* _Stated problem_: Can you put every line of the items below into a Markdown table, with the row number under "Index" and the line itself under "Entry", leaving out any blank lines?
================================
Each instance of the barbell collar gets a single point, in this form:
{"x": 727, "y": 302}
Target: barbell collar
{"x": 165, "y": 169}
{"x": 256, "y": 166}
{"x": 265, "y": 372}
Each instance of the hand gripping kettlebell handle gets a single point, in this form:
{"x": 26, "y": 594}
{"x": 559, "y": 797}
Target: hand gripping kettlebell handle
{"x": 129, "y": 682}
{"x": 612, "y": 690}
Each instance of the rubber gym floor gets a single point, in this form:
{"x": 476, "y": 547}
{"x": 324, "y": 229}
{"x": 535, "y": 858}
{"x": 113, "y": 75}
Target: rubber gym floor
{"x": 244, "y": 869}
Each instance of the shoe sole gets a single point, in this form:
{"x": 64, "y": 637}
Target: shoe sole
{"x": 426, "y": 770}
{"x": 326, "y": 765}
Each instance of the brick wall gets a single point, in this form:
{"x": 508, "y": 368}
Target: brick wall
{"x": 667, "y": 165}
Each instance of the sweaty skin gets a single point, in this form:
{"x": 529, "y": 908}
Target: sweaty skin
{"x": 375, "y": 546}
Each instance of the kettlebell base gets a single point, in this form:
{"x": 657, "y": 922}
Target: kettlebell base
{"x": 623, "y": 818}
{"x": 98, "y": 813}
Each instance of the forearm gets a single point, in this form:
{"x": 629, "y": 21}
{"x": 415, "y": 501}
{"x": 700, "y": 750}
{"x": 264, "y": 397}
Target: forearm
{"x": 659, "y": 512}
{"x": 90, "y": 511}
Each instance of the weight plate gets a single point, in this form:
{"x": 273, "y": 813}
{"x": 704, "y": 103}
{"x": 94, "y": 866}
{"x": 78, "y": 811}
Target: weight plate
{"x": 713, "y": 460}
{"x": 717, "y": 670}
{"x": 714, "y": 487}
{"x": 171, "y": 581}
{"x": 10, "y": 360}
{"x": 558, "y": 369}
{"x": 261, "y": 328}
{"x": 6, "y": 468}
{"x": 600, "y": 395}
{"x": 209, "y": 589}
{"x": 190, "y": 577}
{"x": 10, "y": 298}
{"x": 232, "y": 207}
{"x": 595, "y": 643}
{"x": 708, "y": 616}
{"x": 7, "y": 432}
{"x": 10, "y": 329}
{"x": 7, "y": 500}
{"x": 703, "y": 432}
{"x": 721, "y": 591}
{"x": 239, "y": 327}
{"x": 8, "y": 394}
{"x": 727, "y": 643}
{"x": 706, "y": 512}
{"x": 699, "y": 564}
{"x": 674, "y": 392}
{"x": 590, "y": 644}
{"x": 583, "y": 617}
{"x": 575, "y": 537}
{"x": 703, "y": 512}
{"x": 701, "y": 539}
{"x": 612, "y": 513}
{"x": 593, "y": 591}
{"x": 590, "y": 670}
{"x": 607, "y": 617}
================================
* _Expected output_:
| Index | Entry |
|---|---|
| 1 | Each instance of the barbell collar gets a single point, in this form: |
| 2 | {"x": 727, "y": 302} |
| 3 | Target: barbell collar |
| 4 | {"x": 165, "y": 169} |
| 5 | {"x": 256, "y": 166} |
| 6 | {"x": 265, "y": 372} |
| 7 | Each instance of the hand gripping kettlebell handle gets a single point, in this form: |
| 8 | {"x": 26, "y": 594} |
| 9 | {"x": 559, "y": 797} |
| 10 | Target: hand gripping kettlebell handle |
| 11 | {"x": 129, "y": 682} |
| 12 | {"x": 612, "y": 690} |
| 13 | Each instance of the rubber gym floor gets a single point, in this form: |
| 14 | {"x": 476, "y": 547} |
| 15 | {"x": 324, "y": 229} |
| 16 | {"x": 535, "y": 858} |
| 17 | {"x": 113, "y": 75} |
| 18 | Target: rubber gym floor |
| 19 | {"x": 244, "y": 869} |
| 20 | Each instance of the shoe sole gets a single point, in this form: |
| 21 | {"x": 64, "y": 637} |
| 22 | Target: shoe sole |
| 23 | {"x": 426, "y": 770} |
| 24 | {"x": 326, "y": 765} |
| 25 | Each instance of the brick wall gets a single point, in this form: |
| 26 | {"x": 508, "y": 368} |
| 27 | Target: brick wall |
| 28 | {"x": 667, "y": 165} |
| 29 | Each instance of the sweaty skin gets a single point, in this form: |
| 30 | {"x": 529, "y": 908} |
| 31 | Target: sweaty skin |
| 32 | {"x": 375, "y": 546} |
| 33 | Each instance of the kettlebell base gets a single point, in this form: |
| 34 | {"x": 657, "y": 922} |
| 35 | Target: kettlebell base |
| 36 | {"x": 623, "y": 818} |
| 37 | {"x": 98, "y": 813} |
| 38 | Each instance of the forearm gets a single point, in this form: |
| 39 | {"x": 629, "y": 21} |
| 40 | {"x": 415, "y": 501} |
| 41 | {"x": 700, "y": 750} |
| 42 | {"x": 264, "y": 397} |
| 43 | Target: forearm |
| 44 | {"x": 659, "y": 512} |
| 45 | {"x": 90, "y": 511} |
| 46 | Each instance of the weight plate gets a single point, in this form: |
| 47 | {"x": 273, "y": 813} |
| 48 | {"x": 704, "y": 103} |
| 49 | {"x": 94, "y": 866} |
| 50 | {"x": 78, "y": 811} |
| 51 | Target: weight plate |
| 52 | {"x": 713, "y": 460} |
| 53 | {"x": 717, "y": 670} |
| 54 | {"x": 714, "y": 487} |
| 55 | {"x": 171, "y": 581} |
| 56 | {"x": 10, "y": 360} |
| 57 | {"x": 558, "y": 369} |
| 58 | {"x": 261, "y": 328} |
| 59 | {"x": 6, "y": 468} |
| 60 | {"x": 600, "y": 395} |
| 61 | {"x": 209, "y": 589} |
| 62 | {"x": 190, "y": 577} |
| 63 | {"x": 10, "y": 298} |
| 64 | {"x": 232, "y": 207} |
| 65 | {"x": 595, "y": 643} |
| 66 | {"x": 708, "y": 616} |
| 67 | {"x": 7, "y": 432} |
| 68 | {"x": 10, "y": 329} |
| 69 | {"x": 7, "y": 500} |
| 70 | {"x": 703, "y": 432} |
| 71 | {"x": 721, "y": 591} |
| 72 | {"x": 239, "y": 327} |
| 73 | {"x": 8, "y": 394} |
| 74 | {"x": 727, "y": 643} |
| 75 | {"x": 706, "y": 512} |
| 76 | {"x": 699, "y": 564} |
| 77 | {"x": 674, "y": 392} |
| 78 | {"x": 590, "y": 644} |
| 79 | {"x": 583, "y": 617} |
| 80 | {"x": 575, "y": 537} |
| 81 | {"x": 703, "y": 512} |
| 82 | {"x": 701, "y": 539} |
| 83 | {"x": 612, "y": 513} |
| 84 | {"x": 593, "y": 591} |
| 85 | {"x": 590, "y": 670} |
| 86 | {"x": 607, "y": 617} |